Material shown -
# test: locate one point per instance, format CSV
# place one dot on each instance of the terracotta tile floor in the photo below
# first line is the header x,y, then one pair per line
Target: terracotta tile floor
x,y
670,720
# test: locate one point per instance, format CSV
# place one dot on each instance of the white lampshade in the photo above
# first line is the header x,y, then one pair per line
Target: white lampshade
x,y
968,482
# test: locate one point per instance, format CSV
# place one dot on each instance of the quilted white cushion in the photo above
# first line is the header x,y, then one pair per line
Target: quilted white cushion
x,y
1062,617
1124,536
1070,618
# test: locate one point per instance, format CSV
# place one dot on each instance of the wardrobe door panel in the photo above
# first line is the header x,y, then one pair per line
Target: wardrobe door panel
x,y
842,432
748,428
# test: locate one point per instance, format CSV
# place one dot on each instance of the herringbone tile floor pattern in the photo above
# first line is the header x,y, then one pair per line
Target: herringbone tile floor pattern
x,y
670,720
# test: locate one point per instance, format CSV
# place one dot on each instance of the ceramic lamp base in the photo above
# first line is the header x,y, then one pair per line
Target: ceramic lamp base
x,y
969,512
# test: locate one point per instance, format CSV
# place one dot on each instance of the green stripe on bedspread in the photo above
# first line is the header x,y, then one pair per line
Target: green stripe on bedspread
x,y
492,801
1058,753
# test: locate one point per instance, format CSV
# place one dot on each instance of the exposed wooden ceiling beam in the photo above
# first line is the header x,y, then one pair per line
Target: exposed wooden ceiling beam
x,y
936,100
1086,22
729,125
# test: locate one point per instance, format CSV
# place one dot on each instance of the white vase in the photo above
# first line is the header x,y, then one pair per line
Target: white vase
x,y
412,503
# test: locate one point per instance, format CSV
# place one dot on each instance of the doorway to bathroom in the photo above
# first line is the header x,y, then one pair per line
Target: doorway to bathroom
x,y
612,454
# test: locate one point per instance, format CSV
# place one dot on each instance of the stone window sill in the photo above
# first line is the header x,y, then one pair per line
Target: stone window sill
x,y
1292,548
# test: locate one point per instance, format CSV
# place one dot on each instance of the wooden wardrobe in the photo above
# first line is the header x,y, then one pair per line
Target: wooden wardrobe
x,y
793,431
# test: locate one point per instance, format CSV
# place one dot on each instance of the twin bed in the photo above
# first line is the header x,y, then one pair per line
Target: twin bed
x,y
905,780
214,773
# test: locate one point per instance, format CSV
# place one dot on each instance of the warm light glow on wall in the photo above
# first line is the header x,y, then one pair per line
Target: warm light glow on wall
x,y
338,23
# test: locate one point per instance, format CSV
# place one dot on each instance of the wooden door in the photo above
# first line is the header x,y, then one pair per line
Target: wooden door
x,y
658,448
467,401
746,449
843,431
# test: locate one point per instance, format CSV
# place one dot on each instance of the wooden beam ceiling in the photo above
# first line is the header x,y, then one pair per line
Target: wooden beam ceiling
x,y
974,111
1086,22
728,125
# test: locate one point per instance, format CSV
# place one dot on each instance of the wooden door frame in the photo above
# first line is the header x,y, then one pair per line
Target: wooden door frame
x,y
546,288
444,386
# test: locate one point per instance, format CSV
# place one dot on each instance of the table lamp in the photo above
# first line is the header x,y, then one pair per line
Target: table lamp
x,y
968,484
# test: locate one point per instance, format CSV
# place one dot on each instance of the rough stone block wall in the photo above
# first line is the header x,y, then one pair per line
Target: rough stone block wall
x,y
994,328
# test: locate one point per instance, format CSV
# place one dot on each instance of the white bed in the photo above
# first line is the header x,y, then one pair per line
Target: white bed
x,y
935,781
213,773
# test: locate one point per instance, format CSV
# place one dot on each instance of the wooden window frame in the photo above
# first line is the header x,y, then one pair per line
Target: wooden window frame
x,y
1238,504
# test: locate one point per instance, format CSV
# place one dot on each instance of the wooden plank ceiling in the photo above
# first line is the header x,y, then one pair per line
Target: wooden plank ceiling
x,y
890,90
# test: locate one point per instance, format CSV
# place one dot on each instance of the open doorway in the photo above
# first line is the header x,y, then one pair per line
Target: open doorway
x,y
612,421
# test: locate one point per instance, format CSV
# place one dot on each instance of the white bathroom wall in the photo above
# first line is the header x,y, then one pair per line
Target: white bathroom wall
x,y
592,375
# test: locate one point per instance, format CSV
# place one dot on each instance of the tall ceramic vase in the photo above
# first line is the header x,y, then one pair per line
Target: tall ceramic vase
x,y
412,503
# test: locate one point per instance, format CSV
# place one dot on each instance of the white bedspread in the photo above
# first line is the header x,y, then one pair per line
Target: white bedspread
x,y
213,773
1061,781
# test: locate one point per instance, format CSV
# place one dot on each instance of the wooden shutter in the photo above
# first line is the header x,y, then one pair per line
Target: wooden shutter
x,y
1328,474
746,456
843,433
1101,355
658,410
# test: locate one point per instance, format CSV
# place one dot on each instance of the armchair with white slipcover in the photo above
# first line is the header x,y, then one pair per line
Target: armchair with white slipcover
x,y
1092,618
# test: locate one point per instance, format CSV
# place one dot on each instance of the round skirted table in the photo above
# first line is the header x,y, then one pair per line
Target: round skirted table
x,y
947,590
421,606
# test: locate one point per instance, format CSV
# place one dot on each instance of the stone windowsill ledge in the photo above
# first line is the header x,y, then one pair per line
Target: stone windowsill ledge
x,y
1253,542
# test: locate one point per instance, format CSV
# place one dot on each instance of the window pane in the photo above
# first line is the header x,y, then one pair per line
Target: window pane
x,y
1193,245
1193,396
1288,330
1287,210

Your objective -
An exact reproduction of the listing is needed.

Result of this task -
# test: locate one point per instance, format CSV
# place one dot on each instance of the terracotta tile floor in the photo below
# first line is the header x,y, then one pair per line
Target: terracotta tile floor
x,y
670,720
# test: locate one point per instance, format CSV
# place one dot on each instance of the white lampshade in the photo above
# first line is the header x,y, then one pair per line
Target: white lampshade
x,y
968,482
# test: locate one point per instance, format CSV
# place one dot on each instance of the quilted white cushion in the photo above
# first line is the header x,y, then one pair per line
Target: quilted white cushion
x,y
1062,617
1124,536
1070,618
# test: locate one point per instance, format CSV
# place one dot on each instance of the wardrobe door panel in the photo above
# first line is the header x,y, then one pair per line
Target: wardrobe door panel
x,y
842,432
748,428
# test: locate one point per instance, format CSV
# place one dot on each instance of the herringbone tile floor pattern in the photo above
# first line is the header x,y, then one pair per line
Target: herringbone tile floor pattern
x,y
670,720
# test: locate one point per instance, format CSV
# place one dot on each instance of the ceramic lamp base in the photo above
# first line is the header x,y, then one pair per line
Target: ceramic lamp base
x,y
969,512
# test: locate one point per instance, format CSV
# place one dot on each instance of the green stripe on bedspread in the photo above
# first line is the header x,y, then one pair per line
Target: green stripe on bedspread
x,y
492,801
1058,753
# test: locate one point per instance, format CSV
# place one dot on each instance of the exposed wooden ceiling beam in the photo above
# first line is the header x,y, then one pair per line
Target: exposed wooden ceiling beam
x,y
936,100
1086,22
729,125
# test: locate one point per instance, format CSV
# place one dot on each instance of the white vase in the photo above
# first line is the header x,y, then one pair per line
Target: white vase
x,y
412,503
# test: locate one point per instance, format CSV
# place one dot on each instance of the doorway to bathroom in the photo above
# first line is the header x,y, then one pair per line
Target: doorway to bathroom
x,y
612,454
# test: locate one point per instance, format CSV
# place one dot on each instance of the stone window sill in the photo above
# first line is the header x,y, then one pair per line
Target: stone window sill
x,y
1292,548
# test: locate one point per instance, format CSV
# place one dot on each instance of the wooden wardrobe in the photo above
# first line is the header x,y, then one pair per line
Target: wooden wardrobe
x,y
793,431
# test: locate one point per instance, format CSV
# place one dot on each instance of the twin bed in the photo above
# first line is the header x,y, then one pair per line
Target: twin bed
x,y
905,780
214,773
# test: locate one point per instance, format CSV
# place one dot on each instance of the warm light glow on wall in the photo above
# first line is the header x,y, then one pair per line
Target: warm light glow on wall
x,y
338,23
# test: locate one point per instance, format CSV
# place one dot on each instance of the wooden door in the photo above
# first line is the header x,y, then one pair per line
Target: wooden door
x,y
658,448
467,401
746,449
843,431
# test: locate one point per instance, format CSV
# place one dot on each instance of the wooden beam ceiling in the photo above
# first line is the header x,y, then one pair per line
Target: wooden beam ceiling
x,y
974,111
1086,22
728,125
# test: locate one point per instance, format CSV
# place one dot on each instance of the wooden door frame in the photo above
# first line is the header x,y, then one pair per line
Target: wooden door frame
x,y
546,288
444,386
# test: locate one point per instance, format CSV
# place one dot on each instance of the table lamp in the photo above
# first line is the header x,y, then one pair per line
Target: table lamp
x,y
968,484
# test: locate one point per instance, format CSV
# place one dot on each instance of the rough stone block wall in the photo above
# first line is the header x,y, then one pair per line
Target: rough stone block wall
x,y
994,328
# test: locate one point per instance, format CSV
# place one dot on each instance of the white bed in the photo above
# first line is the header x,y, then one pair per line
Target: white bed
x,y
935,781
213,773
# test: locate one point per instance, format CSV
# place one dot on each instance of the wooden window frame in the photo above
# first line is the header x,y, then one pair per line
Target: wooden window frame
x,y
1238,504
# test: locate one point per instance, format CSV
# place one dot on each instance of the wooden plank ceiling in the photo above
# first line is the header x,y, then one pair per line
Target: wooden plank ceiling
x,y
890,90
# test: locate one point per instance, format CSV
# place one dot on each instance of the open doorway in the photo above
# first line is the header x,y, then one pair per line
Target: open doorway
x,y
612,421
# test: locate one point per instance, format CSV
# place one dot on each instance of the white bathroom wall in the photo above
# first line is the header x,y, then one pair per line
Target: white bathroom wall
x,y
592,375
# test: locate one point per instance, format CSV
# place one dot on each instance of the tall ceramic vase in the photo above
# first line is the header x,y, then one pair per line
Target: tall ceramic vase
x,y
412,503
# test: locate one point per instance, format CSV
# place one dot on each instance of the white bedspread in the photo above
# first line is the header x,y, then one pair per line
Target: white bedspread
x,y
213,773
1061,781
# test: locate one point per instance, format CSV
# place one dot on each instance of the wooden shutter in the photo above
# first line is the header x,y, then one pair per line
Target: wooden shutter
x,y
1328,474
746,456
843,433
1101,355
658,410
# test: locate one point per instance, format CSV
# place one dot on each instance of the armchair with white slipcover in the photo above
# first line is the header x,y, then one pair per line
Target: armchair with white slipcover
x,y
1092,618
# test: locate one point per instance, format CSV
# place one dot on each instance of the round skirted table in the photo above
# first line is the header x,y, then one pair per line
Target: round skirted table
x,y
947,590
421,606
# test: locate one point per instance, format CSV
# place one dot on each instance of the stone windowsill ledge in the photo above
# first line is the header x,y, then one pair per line
Target: stone windowsill ledge
x,y
1253,542
# test: locate one point per instance, format CSV
# place one dot on each instance of the window pane in the photo above
# first line is the header x,y, then one pair per line
Target: window pane
x,y
1193,245
1193,396
1288,330
1287,210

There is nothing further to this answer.